* [What is being asked]:
How many lines in the records below contain the string "verge"? Reply with the number alone.
═══ Extracted entries ═══
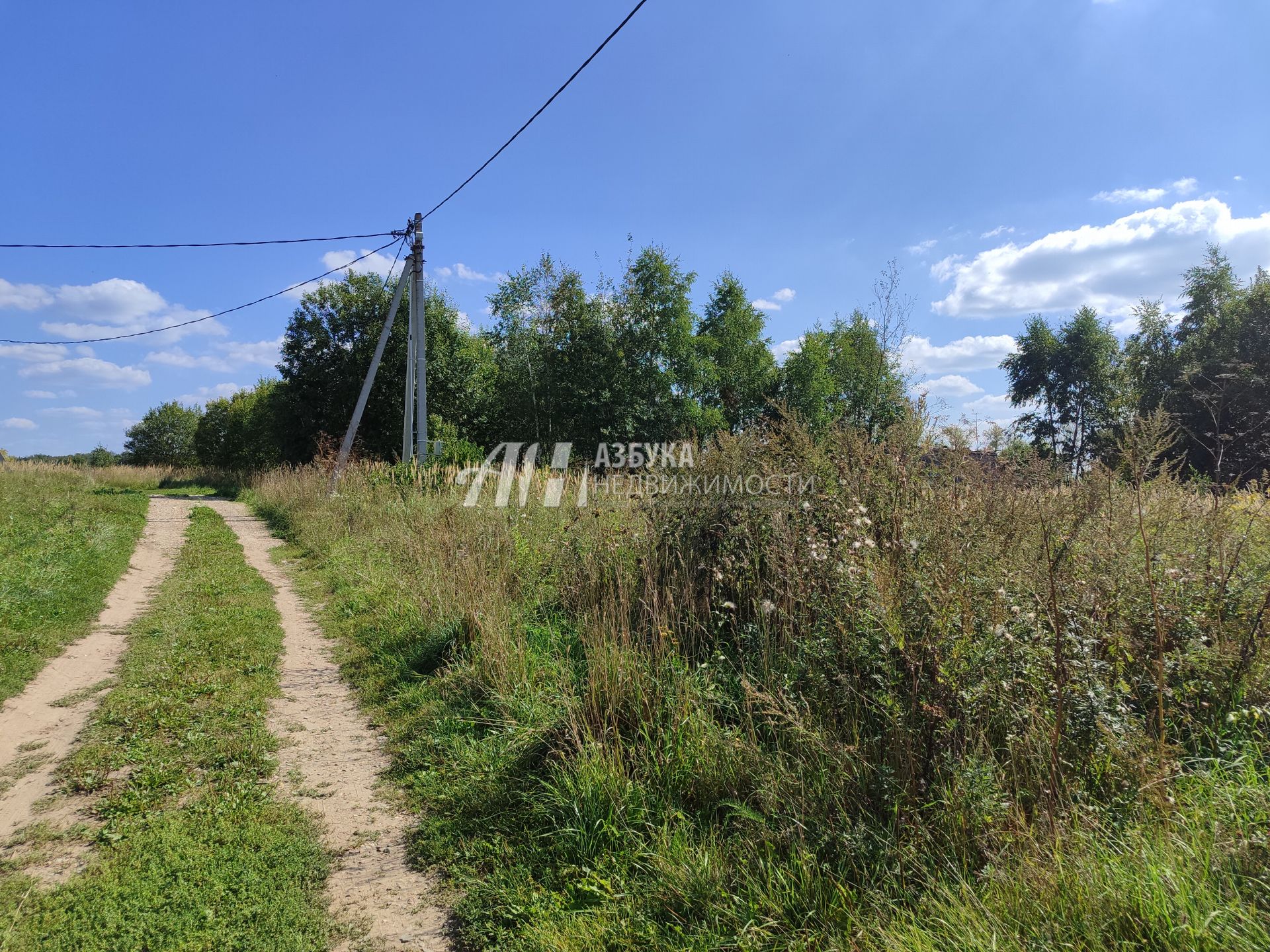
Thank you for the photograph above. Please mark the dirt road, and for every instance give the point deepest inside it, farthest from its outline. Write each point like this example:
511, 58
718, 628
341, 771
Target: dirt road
331, 760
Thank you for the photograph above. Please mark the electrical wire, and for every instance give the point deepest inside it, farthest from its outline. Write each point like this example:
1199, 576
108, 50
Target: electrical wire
399, 243
541, 108
229, 244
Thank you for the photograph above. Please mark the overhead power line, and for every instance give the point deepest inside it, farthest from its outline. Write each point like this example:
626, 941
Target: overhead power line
222, 314
230, 244
541, 108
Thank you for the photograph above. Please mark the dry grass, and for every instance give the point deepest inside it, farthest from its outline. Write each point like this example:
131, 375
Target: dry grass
752, 725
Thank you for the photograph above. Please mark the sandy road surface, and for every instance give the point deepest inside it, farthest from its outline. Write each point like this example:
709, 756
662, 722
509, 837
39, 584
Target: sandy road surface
33, 728
332, 762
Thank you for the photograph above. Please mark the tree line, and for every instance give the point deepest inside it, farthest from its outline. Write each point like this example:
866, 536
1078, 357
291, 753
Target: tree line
1206, 368
633, 360
630, 360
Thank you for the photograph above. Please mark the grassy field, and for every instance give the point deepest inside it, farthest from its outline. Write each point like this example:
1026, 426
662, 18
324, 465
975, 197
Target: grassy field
194, 850
65, 539
930, 706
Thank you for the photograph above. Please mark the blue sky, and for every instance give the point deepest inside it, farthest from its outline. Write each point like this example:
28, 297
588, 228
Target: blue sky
1011, 157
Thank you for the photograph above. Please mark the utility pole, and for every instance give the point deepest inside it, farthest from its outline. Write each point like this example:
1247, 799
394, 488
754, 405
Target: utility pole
419, 327
408, 411
351, 433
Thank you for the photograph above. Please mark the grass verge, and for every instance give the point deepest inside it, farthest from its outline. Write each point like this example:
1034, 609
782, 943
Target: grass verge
196, 851
64, 543
920, 711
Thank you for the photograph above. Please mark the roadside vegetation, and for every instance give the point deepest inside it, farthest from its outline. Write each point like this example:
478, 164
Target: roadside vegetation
194, 848
65, 539
935, 703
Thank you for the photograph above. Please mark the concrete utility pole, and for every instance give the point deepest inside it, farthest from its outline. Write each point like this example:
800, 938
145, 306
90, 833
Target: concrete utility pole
408, 411
351, 433
421, 350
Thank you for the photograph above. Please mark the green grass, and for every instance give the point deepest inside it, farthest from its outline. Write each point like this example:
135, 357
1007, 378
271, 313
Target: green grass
194, 851
824, 728
64, 543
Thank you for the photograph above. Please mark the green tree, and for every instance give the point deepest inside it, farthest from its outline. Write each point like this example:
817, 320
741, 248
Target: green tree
328, 348
164, 437
1208, 291
740, 371
101, 456
243, 432
843, 375
1075, 380
1151, 357
661, 368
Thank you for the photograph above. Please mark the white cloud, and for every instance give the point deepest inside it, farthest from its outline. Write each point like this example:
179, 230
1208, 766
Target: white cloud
376, 263
1181, 188
81, 413
994, 408
1132, 194
1109, 267
970, 353
265, 353
114, 301
781, 296
205, 394
23, 298
234, 356
177, 357
105, 309
33, 352
89, 371
951, 385
786, 347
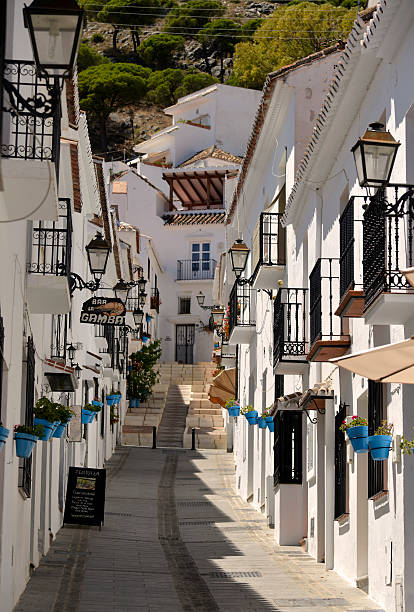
═══
* [Task response]:
2